Consigne écrite a - Compte les lignes des enregistrements qui contiennent le mot "chili". Donne seulement ce nombre.

Texte extrait -
Loyle Carner: “Je suis en train de redécouvrir ce que c'est que de faire de la musique”
Un écueil évident certes, mais la paternité a considérablement changé la vie de Loyle Carner, né Benjamin Gerard Coyle-Larner. La naissance de son premier enfant l’avait questionné sur son rapport à la paternité, à son père et ce qu’il a hérité de lui. La naissance du second le pousse cette fois-ci à s’interroger sur son propre rôle, sa relation naissante avec ses enfants et la possibilité de savoir prendre du recul et du temps. Son fils, dont le nom est un hommage à Sun Ra, a même un rôle proactif sur “hopefully !” quatrième album en date, sorti le 20 juin dernier. Ses balbutiements en guise de point de repère, les tentatives de chant de son père, qui s’y est découvert un attrait en lui chantant des comptines. Au xylophone sur “feel at home”, à la direction créative sur la cover, souvenir d’un dessin réalisé sur une nappe alors que Loyle était en tournée. “hopefully !” est un album de transmission d’un homme en dialogue constant avec lui-même, avec ses enfants, et avec un monde qu’il apprend à ralentir. Ce nouvel album est une lettre adressée autant à ses deux enfants, qu’à son enfant intérieur, confie l’artiste, joint en visio-conférence. Une lettre organique, chaleureuse, douce et pleine d’incantations et de manifestation. Une douceur et une compassion retrouvées dans chaque échange, dans chaque mot qu’il choisit avec soin. Rencontre.
Dans l’introduction de ce nouveau disque, tu chantes ‘I put your painting on my wall’ en t’adressant à ton fils. À quoi ressemble cette peinture et dans quel contexte l’a-t-il réalisée ?
C'était au festival Primavera. Mon fils et ma compagne sont venus quelques jours avant que nous ne jouions. Dans une cantine, alors que nous étions en train de manger, il a dessiné sur ma serviette, j'en ai léché les coins et je l'ai collé sur le mur de ma chambre d'hôtel, juste pour pouvoir l'avoir à mes côtés lorsqu'il n'était pas là. Je ne me souviens pas du dessin. Je pense qu'il s'agissait simplement d'un tas de couleurs, un peu comme un Jackson Pollock, tu vois le genre ? C'est ce que j'essaie de faire partout où je vais. J'essaie de mettre sur le mur quelque chose qu'il m'a donné pour que je me sente à l’hôtel comme chez moi.

Informations affichées -
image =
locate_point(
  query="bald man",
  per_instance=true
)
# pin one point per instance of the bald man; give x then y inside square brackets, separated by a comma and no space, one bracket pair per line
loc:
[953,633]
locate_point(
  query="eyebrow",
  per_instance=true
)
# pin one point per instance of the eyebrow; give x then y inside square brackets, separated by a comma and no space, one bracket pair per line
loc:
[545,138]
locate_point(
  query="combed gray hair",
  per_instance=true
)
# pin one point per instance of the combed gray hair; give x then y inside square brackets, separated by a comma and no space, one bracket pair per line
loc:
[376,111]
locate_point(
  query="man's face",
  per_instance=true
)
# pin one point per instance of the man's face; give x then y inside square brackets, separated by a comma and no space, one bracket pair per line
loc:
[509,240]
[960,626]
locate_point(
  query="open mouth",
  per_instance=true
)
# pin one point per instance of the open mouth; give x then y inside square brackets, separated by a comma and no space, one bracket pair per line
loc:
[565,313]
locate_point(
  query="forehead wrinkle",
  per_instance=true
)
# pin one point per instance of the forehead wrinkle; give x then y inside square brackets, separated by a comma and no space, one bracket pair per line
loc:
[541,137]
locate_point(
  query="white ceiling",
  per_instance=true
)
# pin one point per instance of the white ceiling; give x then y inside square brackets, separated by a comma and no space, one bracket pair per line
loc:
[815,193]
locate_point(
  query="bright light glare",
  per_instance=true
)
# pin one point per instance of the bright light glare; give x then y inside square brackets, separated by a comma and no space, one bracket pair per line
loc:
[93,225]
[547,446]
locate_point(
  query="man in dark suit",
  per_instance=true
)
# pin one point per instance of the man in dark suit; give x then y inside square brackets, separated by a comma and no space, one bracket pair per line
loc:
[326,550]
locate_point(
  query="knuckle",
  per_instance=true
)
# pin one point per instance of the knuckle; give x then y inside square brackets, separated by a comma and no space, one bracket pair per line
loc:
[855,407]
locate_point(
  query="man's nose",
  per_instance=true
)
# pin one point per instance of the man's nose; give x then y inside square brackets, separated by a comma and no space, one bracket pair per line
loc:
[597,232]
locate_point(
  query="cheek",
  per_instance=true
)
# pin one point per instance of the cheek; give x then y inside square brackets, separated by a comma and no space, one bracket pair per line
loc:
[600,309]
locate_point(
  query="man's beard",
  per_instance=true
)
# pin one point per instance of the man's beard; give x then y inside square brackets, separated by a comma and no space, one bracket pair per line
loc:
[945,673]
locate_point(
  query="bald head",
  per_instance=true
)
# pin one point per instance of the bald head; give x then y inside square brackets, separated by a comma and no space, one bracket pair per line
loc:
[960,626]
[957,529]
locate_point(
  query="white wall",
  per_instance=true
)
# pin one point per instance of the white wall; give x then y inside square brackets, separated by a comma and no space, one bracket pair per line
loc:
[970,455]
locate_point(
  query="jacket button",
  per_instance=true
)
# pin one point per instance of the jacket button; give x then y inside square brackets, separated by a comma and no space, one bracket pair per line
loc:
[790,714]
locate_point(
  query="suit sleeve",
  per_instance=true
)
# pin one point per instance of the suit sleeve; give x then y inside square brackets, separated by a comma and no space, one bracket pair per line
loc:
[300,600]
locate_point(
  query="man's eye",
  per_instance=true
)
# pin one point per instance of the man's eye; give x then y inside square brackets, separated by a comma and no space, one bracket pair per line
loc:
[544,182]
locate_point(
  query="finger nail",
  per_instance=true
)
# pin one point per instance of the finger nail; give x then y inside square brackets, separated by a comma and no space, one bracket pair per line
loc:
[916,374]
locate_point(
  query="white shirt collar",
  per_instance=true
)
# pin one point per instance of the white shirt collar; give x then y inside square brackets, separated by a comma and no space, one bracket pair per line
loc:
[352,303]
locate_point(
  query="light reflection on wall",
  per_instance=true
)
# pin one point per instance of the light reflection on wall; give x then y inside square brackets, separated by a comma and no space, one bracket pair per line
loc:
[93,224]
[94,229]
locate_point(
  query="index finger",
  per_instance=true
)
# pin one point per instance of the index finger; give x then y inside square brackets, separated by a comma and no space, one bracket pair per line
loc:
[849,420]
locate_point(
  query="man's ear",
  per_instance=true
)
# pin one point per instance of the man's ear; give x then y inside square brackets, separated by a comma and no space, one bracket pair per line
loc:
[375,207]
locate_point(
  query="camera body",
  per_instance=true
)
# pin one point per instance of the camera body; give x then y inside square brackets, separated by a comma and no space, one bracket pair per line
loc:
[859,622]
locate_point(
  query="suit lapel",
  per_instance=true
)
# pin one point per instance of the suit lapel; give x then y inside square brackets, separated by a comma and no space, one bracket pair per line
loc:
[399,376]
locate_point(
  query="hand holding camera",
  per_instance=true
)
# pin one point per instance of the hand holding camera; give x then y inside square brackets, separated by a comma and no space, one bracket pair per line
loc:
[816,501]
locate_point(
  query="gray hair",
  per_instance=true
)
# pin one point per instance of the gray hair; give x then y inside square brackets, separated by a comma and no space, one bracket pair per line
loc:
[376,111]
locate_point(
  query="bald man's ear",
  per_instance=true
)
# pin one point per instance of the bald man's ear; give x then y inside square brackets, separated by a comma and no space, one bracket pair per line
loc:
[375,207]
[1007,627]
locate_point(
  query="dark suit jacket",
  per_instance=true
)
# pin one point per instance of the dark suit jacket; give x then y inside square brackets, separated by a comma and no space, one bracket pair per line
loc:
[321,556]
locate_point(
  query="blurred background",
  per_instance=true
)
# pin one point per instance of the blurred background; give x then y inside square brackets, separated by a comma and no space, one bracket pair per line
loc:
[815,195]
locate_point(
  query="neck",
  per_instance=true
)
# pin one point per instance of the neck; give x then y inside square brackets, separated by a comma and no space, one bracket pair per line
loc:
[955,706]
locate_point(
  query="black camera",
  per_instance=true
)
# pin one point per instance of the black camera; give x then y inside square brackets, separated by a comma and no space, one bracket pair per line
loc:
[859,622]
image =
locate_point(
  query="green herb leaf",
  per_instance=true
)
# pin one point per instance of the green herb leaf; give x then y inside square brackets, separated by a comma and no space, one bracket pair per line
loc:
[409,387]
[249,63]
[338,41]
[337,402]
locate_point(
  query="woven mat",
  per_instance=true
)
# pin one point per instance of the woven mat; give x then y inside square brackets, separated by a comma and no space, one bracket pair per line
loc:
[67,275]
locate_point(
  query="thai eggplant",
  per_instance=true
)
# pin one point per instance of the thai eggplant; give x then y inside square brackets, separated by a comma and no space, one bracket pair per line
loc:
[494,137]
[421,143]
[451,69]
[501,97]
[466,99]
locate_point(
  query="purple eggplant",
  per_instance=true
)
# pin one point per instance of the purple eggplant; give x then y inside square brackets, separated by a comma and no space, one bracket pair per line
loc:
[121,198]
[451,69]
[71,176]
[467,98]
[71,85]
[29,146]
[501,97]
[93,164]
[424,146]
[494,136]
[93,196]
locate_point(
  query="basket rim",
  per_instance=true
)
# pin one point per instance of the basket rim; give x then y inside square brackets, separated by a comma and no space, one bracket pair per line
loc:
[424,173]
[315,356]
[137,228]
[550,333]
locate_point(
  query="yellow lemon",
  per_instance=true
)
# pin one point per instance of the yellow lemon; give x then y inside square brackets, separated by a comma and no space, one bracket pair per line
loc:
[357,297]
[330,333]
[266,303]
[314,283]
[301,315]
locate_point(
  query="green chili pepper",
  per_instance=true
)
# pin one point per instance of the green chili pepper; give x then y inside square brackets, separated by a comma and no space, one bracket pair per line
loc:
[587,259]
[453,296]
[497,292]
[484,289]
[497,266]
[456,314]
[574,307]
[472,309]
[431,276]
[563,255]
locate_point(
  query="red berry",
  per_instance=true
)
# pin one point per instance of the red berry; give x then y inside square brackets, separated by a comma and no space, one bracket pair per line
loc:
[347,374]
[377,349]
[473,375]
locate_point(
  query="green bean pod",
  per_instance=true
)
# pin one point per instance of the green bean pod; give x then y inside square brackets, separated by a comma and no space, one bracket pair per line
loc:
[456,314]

Consigne écrite b - D'après le texte extrait, lors de quel festival le fils de Loyle Carner a-t-il dessiné sur la serviette de son père ?

Résultat obtenu a - 2

Résultat obtenu b - Au festival Primavera.